:: ARTICLE ::

Onboard PC based Johnny 5

Question regarding your XP install on the CF card. Is the XP version you are using specifically designed for CF cards? Because if not, you’ve probably fried your card. Here’s why…

A typical OS writes temp data to the hard drives’ cache at amazing speeds. CF cards have a finite amount of writes that can be made back to the card until it is worn out (kind of like a rewritable CD). Now I don’t know what the maximum amount of write/rewrites that you can have, but let’s say it’s in the millions (ballpark guess). By the time you have installed the OS, and have tried to boot up, the card will be toast.

On the other hand, OSes that are designed for CF cards keep the temp cache in your Ram (which can be written/rewritten a bajillion times). This prevents the issue from above.

Hope this helps.

Most high density CF cards have wear-leveling firmware these days that distributes the writes around the array specifically to avoid the burnout situation you address. Not saying it is not possible to wear a CF card out, because eventually you will, but it takes many hundreds of millions of writes to wear a good quality CF card down unless it it nearly full. Still point taken that actually installing the OS to the CF was an incredibly abusive thing to do to it and I knew that but I really have been at a loss to figure out what the issue really is with it not being willing to boot XP from the card. It does boot msdos 6 btw so I am still doubting it is hardware or bios issues, more likely a WinXP thing. Perhaps I will have some luck with the partition magic approach when I get a chance to try.

I went with the 4gb 44pin IDE flash drive, so I dont think my results will help you, as I’m pretty sure the drive acts 100% natively as a harddrive, being that its native interface is IDE.

All the parts to finish him off are ordered, just waiting for them to show up. I already have the Pico-itx cpu/board/ram… pico-psu should be here tomorrow, and hopefully the flash drive and the batteries the day after. I’m shooting for this weekend to get him fully up and running.

Man! I cant wait to see this thing. I have yet to see a ITX enabled Lynxmotion bot so this has got my attention.

:::
:: ENTRIES PROVIDED ::

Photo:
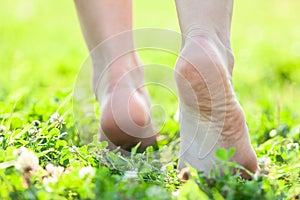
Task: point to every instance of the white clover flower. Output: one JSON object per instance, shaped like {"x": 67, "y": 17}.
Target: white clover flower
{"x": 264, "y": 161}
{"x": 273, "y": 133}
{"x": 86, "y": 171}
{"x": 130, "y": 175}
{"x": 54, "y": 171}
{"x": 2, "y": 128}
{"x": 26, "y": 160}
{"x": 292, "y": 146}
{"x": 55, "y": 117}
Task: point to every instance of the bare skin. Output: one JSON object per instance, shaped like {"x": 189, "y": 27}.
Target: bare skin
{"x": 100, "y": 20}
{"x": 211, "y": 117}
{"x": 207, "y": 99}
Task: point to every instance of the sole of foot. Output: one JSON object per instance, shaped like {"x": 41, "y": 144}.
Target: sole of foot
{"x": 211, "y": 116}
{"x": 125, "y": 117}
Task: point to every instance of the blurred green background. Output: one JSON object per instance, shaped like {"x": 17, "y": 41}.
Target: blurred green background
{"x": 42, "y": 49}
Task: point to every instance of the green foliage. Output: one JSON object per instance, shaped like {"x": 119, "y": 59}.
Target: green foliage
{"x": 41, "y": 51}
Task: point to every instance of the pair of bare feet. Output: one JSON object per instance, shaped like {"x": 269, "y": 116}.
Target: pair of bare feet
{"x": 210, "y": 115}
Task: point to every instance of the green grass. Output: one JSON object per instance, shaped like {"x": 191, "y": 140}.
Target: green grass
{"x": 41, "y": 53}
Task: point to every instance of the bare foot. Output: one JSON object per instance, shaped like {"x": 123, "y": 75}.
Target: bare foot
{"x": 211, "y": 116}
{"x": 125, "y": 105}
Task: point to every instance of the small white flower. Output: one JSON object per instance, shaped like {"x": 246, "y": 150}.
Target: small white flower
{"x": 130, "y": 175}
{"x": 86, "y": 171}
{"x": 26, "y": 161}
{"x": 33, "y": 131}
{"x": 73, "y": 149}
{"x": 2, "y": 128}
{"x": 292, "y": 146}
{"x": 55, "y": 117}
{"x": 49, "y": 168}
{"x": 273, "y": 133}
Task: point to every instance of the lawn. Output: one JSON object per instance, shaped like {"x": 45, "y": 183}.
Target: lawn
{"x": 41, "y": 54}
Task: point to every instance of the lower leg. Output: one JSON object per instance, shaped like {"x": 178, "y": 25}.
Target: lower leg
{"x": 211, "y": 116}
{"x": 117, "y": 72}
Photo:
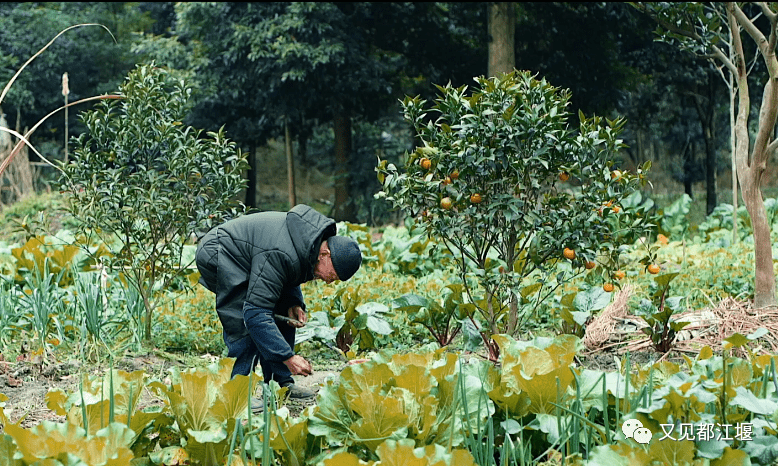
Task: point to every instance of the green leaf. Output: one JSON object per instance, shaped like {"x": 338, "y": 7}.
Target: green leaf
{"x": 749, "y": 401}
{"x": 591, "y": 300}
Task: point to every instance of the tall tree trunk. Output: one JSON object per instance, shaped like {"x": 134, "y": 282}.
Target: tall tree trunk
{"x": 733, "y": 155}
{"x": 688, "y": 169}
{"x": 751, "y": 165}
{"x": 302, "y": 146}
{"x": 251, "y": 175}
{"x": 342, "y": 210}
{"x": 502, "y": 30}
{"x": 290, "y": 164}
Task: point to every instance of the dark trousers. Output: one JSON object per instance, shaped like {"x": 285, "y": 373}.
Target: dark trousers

:::

> [INSTRUCTIONS]:
1. Do the following statements agree with the Johnny 5 thread? Answer yes or no for each, quoting the deciding words from the thread.
(a) One poster chose a 4gb 44pin IDE flash drive.
(b) The CF card would not boot msdos 6.
(c) Operating systems designed for CF cards keep the temp cache in RAM.
2. Reproduce the stretch of the Johnny 5 thread from "A typical OS" through "issue from above.".

> [ANSWER LIST]:
1.
(a) Yes: "I went with the 4gb 44pin IDE flash drive"
(b) No: "It does boot msdos 6 btw"
(c) Yes: "OSes that are designed for CF cards keep the temp cache in your Ram"

2.
A typical OS writes temp data to the hard drives’ cache at amazing speeds. CF cards have a finite amount of writes that can be made back to the card until it is worn out (kind of like a rewritable CD). Now I don’t know what the maximum amount of write/rewrites that you can have, but let’s say it’s in the millions (ballpark guess). By the time you have installed the OS, and have tried to boot up, the card will be toast.

On the other hand, OSes that are designed for CF cards keep the temp cache in your Ram (which can be written/rewritten a bajillion times). This prevents the issue from above.